THE EXERCISE:
Pull out every line in the material below that contains the string "road". Match case.
** BEGIN PROVIDED RECORDS **
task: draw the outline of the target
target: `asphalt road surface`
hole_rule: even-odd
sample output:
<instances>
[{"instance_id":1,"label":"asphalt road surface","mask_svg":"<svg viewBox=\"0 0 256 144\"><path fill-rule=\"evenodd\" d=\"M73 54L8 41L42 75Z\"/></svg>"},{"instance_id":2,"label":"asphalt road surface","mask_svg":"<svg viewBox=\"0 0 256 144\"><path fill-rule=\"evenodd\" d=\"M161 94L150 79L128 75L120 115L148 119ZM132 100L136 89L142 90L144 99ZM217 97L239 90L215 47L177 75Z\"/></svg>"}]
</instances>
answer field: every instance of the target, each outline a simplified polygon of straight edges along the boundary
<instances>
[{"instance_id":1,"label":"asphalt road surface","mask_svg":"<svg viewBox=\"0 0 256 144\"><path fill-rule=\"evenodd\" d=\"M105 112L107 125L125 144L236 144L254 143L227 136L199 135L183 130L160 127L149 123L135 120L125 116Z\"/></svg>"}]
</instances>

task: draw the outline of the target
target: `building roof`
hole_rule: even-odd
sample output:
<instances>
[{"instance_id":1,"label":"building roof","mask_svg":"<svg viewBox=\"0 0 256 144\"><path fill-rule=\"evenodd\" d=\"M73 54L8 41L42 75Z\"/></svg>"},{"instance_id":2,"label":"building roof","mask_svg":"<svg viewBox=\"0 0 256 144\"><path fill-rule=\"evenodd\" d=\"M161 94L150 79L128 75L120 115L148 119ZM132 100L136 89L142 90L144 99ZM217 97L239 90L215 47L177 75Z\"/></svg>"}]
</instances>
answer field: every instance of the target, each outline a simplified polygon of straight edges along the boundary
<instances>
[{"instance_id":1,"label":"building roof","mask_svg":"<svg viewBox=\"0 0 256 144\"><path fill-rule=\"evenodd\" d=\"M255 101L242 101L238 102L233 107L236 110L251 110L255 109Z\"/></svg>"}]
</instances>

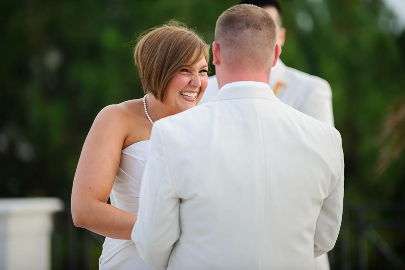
** END PROVIDED RECORDS **
THE REPLY:
target: `asphalt road surface`
[{"instance_id":1,"label":"asphalt road surface","mask_svg":"<svg viewBox=\"0 0 256 144\"><path fill-rule=\"evenodd\" d=\"M73 54L8 41L42 75Z\"/></svg>"},{"instance_id":2,"label":"asphalt road surface","mask_svg":"<svg viewBox=\"0 0 256 144\"><path fill-rule=\"evenodd\" d=\"M161 94L150 79L128 75L120 115L148 119ZM132 100L136 89L142 90L144 99ZM217 97L239 90L215 47L177 75Z\"/></svg>"}]
[{"instance_id":1,"label":"asphalt road surface","mask_svg":"<svg viewBox=\"0 0 256 144\"><path fill-rule=\"evenodd\" d=\"M105 112L107 125L125 144L236 144L254 143L227 136L199 135L183 130L160 127L149 123L135 120L125 116Z\"/></svg>"}]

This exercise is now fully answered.